Excerpts of location labeling data
* * *

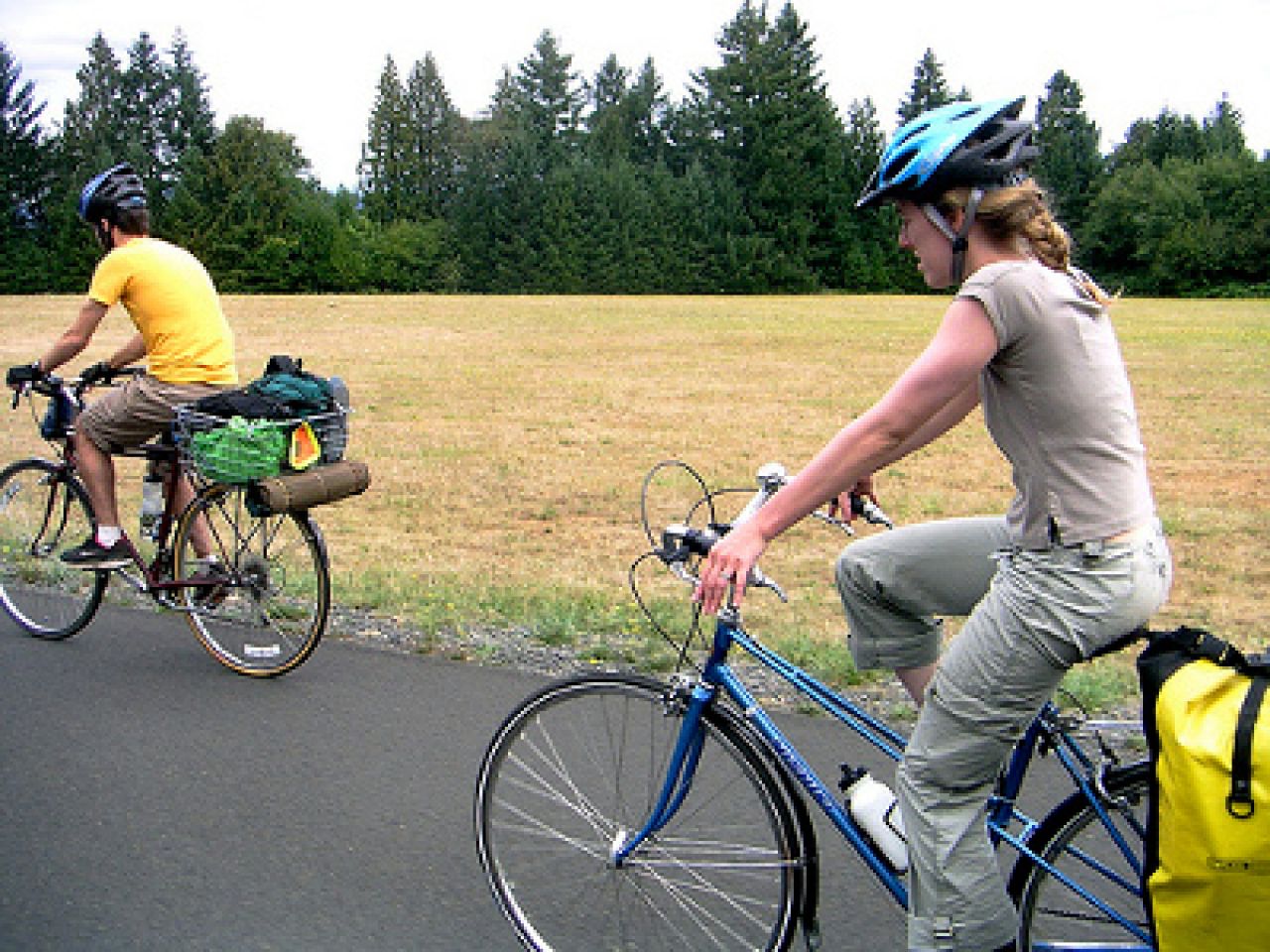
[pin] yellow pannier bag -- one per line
(1207, 832)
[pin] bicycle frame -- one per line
(1044, 731)
(149, 576)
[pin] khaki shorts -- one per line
(137, 411)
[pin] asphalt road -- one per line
(153, 800)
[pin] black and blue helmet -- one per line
(117, 188)
(961, 144)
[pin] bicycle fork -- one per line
(679, 775)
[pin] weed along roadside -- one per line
(508, 436)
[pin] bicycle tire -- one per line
(1051, 914)
(44, 512)
(579, 765)
(272, 611)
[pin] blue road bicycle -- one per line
(616, 811)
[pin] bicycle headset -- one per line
(117, 188)
(982, 145)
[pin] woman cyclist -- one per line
(1078, 560)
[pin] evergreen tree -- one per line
(545, 99)
(94, 126)
(23, 180)
(626, 117)
(146, 98)
(763, 119)
(385, 154)
(1223, 130)
(239, 207)
(190, 122)
(432, 140)
(1070, 164)
(1169, 136)
(930, 90)
(607, 132)
(871, 259)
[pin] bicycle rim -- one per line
(272, 611)
(42, 515)
(1074, 842)
(576, 770)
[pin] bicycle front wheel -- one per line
(575, 771)
(44, 512)
(1100, 904)
(271, 610)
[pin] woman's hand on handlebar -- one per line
(96, 373)
(729, 562)
(22, 375)
(849, 504)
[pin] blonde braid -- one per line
(1020, 216)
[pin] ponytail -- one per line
(1020, 216)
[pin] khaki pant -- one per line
(136, 411)
(1032, 616)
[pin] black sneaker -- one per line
(93, 555)
(208, 595)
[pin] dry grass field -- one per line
(508, 438)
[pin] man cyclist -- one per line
(182, 333)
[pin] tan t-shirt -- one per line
(1058, 404)
(173, 302)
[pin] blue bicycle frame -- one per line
(1002, 807)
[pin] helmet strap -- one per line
(959, 239)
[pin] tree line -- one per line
(602, 184)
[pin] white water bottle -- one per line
(151, 503)
(875, 809)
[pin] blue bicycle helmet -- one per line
(118, 186)
(960, 144)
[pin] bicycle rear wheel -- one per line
(575, 770)
(44, 512)
(1105, 862)
(271, 611)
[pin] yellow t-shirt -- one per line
(171, 298)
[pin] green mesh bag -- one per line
(241, 451)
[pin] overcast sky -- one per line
(312, 68)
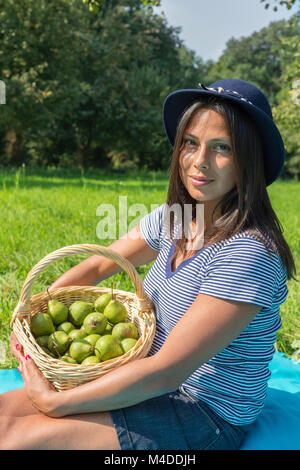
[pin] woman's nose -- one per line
(201, 157)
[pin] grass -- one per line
(44, 210)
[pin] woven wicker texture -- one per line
(139, 307)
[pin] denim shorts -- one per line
(174, 421)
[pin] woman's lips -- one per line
(197, 182)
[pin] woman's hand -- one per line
(39, 390)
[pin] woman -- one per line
(217, 301)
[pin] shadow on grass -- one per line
(91, 178)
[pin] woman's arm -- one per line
(96, 268)
(208, 326)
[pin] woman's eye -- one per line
(225, 148)
(189, 142)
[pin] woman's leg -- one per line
(23, 427)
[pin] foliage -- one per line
(104, 97)
(287, 113)
(87, 89)
(287, 3)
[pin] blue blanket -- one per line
(278, 425)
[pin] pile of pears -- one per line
(86, 332)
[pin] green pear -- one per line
(92, 339)
(42, 340)
(125, 330)
(80, 349)
(41, 324)
(101, 302)
(58, 311)
(95, 322)
(128, 343)
(66, 326)
(68, 359)
(59, 342)
(108, 347)
(108, 329)
(115, 312)
(46, 350)
(91, 360)
(78, 310)
(77, 334)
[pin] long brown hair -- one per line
(247, 206)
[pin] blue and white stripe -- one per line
(234, 382)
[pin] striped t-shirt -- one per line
(234, 382)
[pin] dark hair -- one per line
(247, 206)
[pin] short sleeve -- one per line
(242, 270)
(151, 227)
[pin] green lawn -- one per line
(44, 210)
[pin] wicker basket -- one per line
(139, 306)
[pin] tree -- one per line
(287, 113)
(287, 3)
(103, 98)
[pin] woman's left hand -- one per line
(39, 390)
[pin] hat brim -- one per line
(273, 147)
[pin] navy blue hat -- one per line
(251, 99)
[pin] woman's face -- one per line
(207, 153)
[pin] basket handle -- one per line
(23, 306)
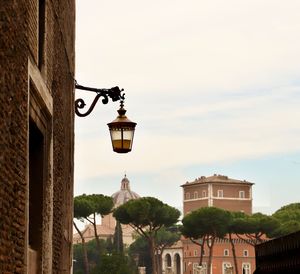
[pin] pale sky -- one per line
(214, 87)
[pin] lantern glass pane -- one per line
(121, 139)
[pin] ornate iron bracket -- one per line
(113, 93)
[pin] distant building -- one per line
(218, 191)
(106, 229)
(281, 255)
(222, 192)
(37, 58)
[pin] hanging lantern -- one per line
(121, 132)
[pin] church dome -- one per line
(124, 194)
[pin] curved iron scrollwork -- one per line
(113, 93)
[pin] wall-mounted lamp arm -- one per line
(113, 93)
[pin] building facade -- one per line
(218, 191)
(229, 194)
(36, 136)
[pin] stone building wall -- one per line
(36, 105)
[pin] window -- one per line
(220, 193)
(226, 268)
(197, 269)
(246, 267)
(242, 194)
(245, 253)
(36, 181)
(41, 31)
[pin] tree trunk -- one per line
(234, 254)
(210, 247)
(96, 234)
(152, 251)
(201, 251)
(85, 257)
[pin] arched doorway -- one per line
(168, 264)
(177, 264)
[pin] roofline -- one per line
(218, 182)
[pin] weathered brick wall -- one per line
(63, 120)
(13, 135)
(17, 44)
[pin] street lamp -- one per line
(121, 129)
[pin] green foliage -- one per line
(118, 239)
(114, 263)
(289, 219)
(147, 215)
(206, 221)
(83, 207)
(147, 212)
(86, 205)
(140, 251)
(165, 237)
(93, 254)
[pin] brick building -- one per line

* * *

Exercise aim
Each line from the one containing "[pin] ornate iron bracket -- one per line" to the end of the records should be echoed exactly, and no other line.

Output of the exercise
[pin] ornate iron bracket -- one per line
(113, 93)
[pin] distant building -- one per line
(218, 191)
(106, 229)
(281, 255)
(222, 192)
(37, 58)
[pin] hanging lantern -- one per line
(121, 132)
[pin] church dome -- one per line
(124, 194)
[pin] curved iron scrollwork -- one per line
(113, 93)
[pin] wall-mounted lamp arm -- one per line
(113, 93)
[pin] building facade -- one per line
(218, 191)
(229, 194)
(36, 136)
[pin] stone building wall -- one per line
(36, 105)
[pin] window -- one per line
(220, 193)
(226, 268)
(197, 269)
(246, 267)
(242, 194)
(245, 253)
(36, 181)
(41, 31)
[pin] tree trunk -- one per line
(234, 254)
(210, 247)
(96, 234)
(152, 251)
(201, 251)
(85, 257)
[pin] arched doorway -- one per line
(168, 264)
(177, 264)
[pin] roofline -- one per line
(218, 182)
[pin] weathered brick wall -- one per line
(63, 120)
(13, 135)
(17, 44)
[pin] street lamp -- one per line
(121, 129)
[pin] green foliage -- one per line
(118, 239)
(114, 263)
(289, 219)
(147, 215)
(206, 221)
(83, 207)
(147, 212)
(86, 205)
(140, 251)
(165, 237)
(93, 254)
[pin] brick building -- one per line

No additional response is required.